> EXERCISE BRIEF
In the material below, repeat only the lines from the one that holds "Find the blue sweatshirt;" through the final line, exactly as they stand.

Start of RECORDS

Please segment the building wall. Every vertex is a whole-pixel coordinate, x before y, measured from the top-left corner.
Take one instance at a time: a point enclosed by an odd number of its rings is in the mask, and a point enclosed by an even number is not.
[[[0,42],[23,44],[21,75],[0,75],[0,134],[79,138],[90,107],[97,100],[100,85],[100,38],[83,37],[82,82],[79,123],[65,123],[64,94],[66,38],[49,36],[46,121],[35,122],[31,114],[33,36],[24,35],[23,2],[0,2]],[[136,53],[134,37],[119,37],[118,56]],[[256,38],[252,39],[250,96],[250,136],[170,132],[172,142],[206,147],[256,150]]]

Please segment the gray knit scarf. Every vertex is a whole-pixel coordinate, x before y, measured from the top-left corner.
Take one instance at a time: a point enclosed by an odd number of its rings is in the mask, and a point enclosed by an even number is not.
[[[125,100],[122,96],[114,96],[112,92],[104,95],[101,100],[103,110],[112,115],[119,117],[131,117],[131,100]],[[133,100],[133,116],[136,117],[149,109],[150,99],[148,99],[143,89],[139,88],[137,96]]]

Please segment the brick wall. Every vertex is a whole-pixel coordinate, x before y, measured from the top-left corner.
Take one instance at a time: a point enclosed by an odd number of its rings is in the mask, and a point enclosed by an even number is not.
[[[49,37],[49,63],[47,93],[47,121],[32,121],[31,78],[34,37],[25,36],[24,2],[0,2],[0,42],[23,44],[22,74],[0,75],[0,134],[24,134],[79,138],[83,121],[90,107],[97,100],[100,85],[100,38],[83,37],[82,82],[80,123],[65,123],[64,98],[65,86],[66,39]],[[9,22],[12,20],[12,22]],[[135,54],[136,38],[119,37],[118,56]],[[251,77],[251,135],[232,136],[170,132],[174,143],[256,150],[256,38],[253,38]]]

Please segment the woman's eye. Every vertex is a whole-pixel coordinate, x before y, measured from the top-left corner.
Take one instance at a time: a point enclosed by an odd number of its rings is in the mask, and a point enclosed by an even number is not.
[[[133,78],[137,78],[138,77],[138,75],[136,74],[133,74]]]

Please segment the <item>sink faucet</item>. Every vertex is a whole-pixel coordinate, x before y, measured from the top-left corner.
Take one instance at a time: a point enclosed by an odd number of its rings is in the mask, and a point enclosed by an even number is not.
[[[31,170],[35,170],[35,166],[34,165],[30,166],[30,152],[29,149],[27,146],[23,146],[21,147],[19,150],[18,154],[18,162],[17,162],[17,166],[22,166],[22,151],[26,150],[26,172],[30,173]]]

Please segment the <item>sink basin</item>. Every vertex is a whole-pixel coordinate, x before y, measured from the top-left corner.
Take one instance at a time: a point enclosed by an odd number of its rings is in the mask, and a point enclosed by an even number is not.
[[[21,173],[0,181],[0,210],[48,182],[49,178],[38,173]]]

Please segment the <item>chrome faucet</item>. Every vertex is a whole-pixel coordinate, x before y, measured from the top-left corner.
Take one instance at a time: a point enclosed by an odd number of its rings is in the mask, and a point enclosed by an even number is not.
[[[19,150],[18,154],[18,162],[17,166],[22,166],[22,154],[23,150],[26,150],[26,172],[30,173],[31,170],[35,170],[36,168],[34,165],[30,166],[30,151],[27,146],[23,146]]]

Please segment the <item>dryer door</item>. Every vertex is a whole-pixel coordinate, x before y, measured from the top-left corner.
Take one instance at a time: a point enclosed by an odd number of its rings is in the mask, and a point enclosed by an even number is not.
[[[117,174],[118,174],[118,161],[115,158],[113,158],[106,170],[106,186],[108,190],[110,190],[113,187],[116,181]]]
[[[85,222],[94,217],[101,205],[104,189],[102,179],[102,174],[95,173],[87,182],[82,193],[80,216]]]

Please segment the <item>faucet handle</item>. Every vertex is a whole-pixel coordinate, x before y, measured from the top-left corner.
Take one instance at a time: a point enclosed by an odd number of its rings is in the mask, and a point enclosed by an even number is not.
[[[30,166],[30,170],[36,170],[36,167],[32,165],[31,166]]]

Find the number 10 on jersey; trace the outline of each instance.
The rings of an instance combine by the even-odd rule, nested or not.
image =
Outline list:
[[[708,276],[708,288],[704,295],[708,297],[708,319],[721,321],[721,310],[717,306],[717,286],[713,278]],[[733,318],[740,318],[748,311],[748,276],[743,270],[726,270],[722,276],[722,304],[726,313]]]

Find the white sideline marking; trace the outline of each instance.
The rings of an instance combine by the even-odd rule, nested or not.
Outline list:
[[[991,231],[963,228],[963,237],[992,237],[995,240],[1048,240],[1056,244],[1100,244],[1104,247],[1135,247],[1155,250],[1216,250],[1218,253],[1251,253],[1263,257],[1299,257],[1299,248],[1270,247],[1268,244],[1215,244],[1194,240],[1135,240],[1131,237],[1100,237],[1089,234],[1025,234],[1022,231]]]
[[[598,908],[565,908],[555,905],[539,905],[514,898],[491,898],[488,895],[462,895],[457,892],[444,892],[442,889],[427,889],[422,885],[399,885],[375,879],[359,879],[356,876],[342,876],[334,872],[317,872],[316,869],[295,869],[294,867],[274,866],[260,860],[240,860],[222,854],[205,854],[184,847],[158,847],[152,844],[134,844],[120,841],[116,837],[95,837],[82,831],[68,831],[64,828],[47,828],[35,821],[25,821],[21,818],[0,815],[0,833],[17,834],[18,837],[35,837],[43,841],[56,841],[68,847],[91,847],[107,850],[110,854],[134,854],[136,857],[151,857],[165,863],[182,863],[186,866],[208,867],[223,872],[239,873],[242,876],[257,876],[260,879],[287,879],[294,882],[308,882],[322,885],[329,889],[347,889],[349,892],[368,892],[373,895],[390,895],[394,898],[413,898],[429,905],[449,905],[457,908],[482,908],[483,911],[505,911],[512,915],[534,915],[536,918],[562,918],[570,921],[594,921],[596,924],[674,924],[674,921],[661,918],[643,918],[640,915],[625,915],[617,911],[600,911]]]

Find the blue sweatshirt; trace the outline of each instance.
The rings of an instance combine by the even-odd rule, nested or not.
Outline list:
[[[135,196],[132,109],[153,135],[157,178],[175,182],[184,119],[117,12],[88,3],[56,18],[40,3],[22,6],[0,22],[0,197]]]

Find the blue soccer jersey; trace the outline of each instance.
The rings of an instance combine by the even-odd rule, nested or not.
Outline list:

End of RECORDS

> ANSWER FOR THE TASK
Find the blue sweatshirt; trace the outline of each instance.
The rings of an instance combine by the even-odd rule, nested or not.
Outline list:
[[[135,196],[132,109],[153,135],[157,178],[175,182],[184,119],[117,12],[88,3],[56,18],[40,3],[22,6],[0,22],[0,197]]]

Find the blue soccer jersey; trace the outline of each instance.
The rings of an instance combine by the even-odd rule, nested or not.
Outline list:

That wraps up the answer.